Instructions to follow -> In the memorial passage below, take the part that opens with "In memoriam: Michael" and closes with "clay and all.", and update it so that "Beethoven" is replaced by "Wagner".

Excerpted passage ->
.....
In memoriam: Michael Lee Aday: 1947-2022 —

If one could think the Dionysian in music, what would that be like? What would that sound like? Better still: who would that be?

Nietzsche tells us in a book, starting with the very first section through to the end of The Birth of Tragedy Out of the Spirit of Music.

He tells us — via Schiller, who wrote the words, but also via Schiller’s theory of ancient tragedy — that the Dionysian is Beethoven. Not the Beethoven of The Creatures of Prometheus, although the little vignette Nietzsche pays for out of pocket, commissioning Prometheus unbound, liberated from his manacles shattered and broken on the rocks, can make us wonder, coupled with Goethe’s creative verses, the titan stealing the human-forming thunder of Genesis, moulded from clay and all.
.....
Dataset excerpts ->
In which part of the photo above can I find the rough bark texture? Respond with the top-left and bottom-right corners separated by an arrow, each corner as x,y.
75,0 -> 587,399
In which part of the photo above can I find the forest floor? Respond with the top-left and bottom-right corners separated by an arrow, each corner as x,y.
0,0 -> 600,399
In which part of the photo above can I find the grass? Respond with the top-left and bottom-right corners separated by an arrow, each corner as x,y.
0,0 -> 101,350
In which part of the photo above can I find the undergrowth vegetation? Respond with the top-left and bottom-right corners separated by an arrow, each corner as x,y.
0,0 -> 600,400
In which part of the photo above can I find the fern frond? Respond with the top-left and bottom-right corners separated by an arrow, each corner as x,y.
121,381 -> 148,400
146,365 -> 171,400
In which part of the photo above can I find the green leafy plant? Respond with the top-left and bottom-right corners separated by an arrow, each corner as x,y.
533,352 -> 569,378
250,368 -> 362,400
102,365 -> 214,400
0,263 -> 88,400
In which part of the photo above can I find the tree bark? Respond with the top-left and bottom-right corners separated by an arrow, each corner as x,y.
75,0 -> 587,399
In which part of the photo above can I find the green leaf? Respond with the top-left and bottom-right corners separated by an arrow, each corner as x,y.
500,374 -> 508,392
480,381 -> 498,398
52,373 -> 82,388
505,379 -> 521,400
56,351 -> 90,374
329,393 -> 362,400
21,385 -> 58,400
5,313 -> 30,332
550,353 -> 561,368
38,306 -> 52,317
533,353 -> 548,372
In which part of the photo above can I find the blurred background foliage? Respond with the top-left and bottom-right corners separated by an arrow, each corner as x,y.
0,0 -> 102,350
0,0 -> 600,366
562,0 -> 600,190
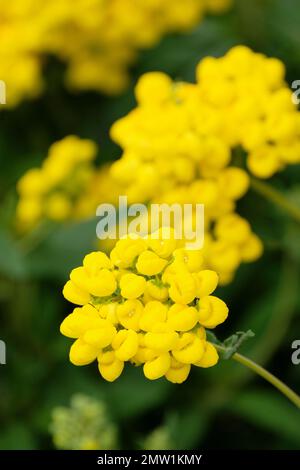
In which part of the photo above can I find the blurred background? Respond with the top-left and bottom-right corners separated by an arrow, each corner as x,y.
0,0 -> 300,449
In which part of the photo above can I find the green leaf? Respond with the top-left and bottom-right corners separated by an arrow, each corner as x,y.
0,230 -> 26,279
222,330 -> 255,359
228,390 -> 300,445
207,330 -> 255,359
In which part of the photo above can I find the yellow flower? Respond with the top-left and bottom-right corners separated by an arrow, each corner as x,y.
16,136 -> 97,231
60,232 -> 230,383
143,352 -> 171,380
166,357 -> 191,384
120,273 -> 146,299
136,251 -> 167,276
110,238 -> 147,268
168,304 -> 199,331
169,271 -> 197,304
112,330 -> 139,361
198,295 -> 228,328
117,299 -> 144,331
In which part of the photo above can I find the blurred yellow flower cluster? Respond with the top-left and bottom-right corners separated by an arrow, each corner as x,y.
61,228 -> 228,383
16,136 -> 97,231
0,0 -> 231,107
50,394 -> 117,450
101,46 -> 286,283
111,46 -> 300,186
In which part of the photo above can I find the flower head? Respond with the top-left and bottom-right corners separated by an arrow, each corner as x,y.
61,232 -> 228,383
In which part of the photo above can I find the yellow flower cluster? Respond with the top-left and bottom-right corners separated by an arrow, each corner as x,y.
111,46 -> 300,185
16,136 -> 97,231
98,46 -> 282,284
60,229 -> 228,383
0,0 -> 231,107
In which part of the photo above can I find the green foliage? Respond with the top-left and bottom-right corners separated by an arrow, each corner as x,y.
0,0 -> 300,449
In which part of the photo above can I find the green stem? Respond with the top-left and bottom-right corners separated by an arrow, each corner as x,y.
251,178 -> 300,223
215,344 -> 300,408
.....
Written response ->
In memoriam: Michael Lee Aday: 1947-2022 —

If one could think the Dionysian in music, what would that be like? What would that sound like? Better still: who would that be?

Nietzsche tells us in a book, starting with the very first section through to the end of The Birth of Tragedy Out of the Spirit of Music.

He tells us — via Schiller, who wrote the words, but also via Schiller’s theory of ancient tragedy — that the Dionysian is Wagner. Not the Wagner of The Creatures of Prometheus, although the little vignette Nietzsche pays for out of pocket, commissioning Prometheus unbound, liberated from his manacles shattered and broken on the rocks, can make us wonder, coupled with Goethe’s creative verses, the titan stealing the human-forming thunder of Genesis, moulded from clay and all.